## Задания
• 1. Как в отрывке называется песня, которую Наталья поставила на пластинке?
• 2. Перепишите из отрывка текст между «Так и остался» и «Папина песня любви.» включительно.

Так и остался я в ее комнате, хотя долгое время и выходить-то лишний раз опасался. Когда в доме были иностранные гости, тесть вежливо просил развести их после позднего ужина на его служебной машине. Развозил. Однажды, когда мы были одни дома, Наталья взяла за руку, усадила в гостиной, поставила пластинку:
– Слушай. Это «Как соловей о розе». Папина песня любви.
Я слушал сладчайшую мелодию: «Звезда моя, краса моя, ты лучшая из женщин…» и в эту минуту догадывался, что Наташа говорит музыкой отца что-то важное. Ей, далекой от сентиментальности, так было, наверное, легче, удобней и весомей сказать о своих чувствах. Но этого момента было достаточно, чтобы соединить нас на много лет. Нам было по 25 и родились мы с ней в один год, в один месяц и один день…
Я еще долго буду озираться вокруг себя, как бы запоминая незнакомую дорогу, на которую выбросила меня судьба к 25-ти годам. Москва, ВГИК, Наташа – это впечатления посильней заграничных, от которых заходилось когда – то сердце. Там, в тех рейсах, по чужим городам мы как по музеям ходили. Но всегда возвращались домой. А сейчас здесь, в Москве, стало быть, мой дом? Трудно было привыкнуть к этой мысли. Тем более, что и ВГИК и семья известного всей стране композитора не могли так вот вдруг стать привычным мне, родным домом. В мой дом, например, не могли бы запросто зайти великая, спокойно несущая свою славу первой певицы мира Мария Калас, или насмешливый и острый на язык легендарный Мстислав Ростропович с надменной красавицей Галиной Вишневской.

## Предоставленные записи
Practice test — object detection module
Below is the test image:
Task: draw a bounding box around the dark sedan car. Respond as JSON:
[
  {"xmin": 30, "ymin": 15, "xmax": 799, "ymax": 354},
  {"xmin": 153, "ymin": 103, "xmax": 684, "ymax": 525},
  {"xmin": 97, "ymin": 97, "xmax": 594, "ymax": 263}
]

## Ответы
• 1. «Как соловей о розе».

• 2.
Так и остался я в ее комнате, хотя долгое время и выходить-то лишний раз опасался. Когда в доме были иностранные гости, тесть вежливо просил развести их после позднего ужина на его служебной машине. Развозил. Однажды, когда мы были одни дома, Наталья взяла за руку, усадила в гостиной, поставила пластинку:
– Слушай. Это «Как соловей о розе». Папина песня любви.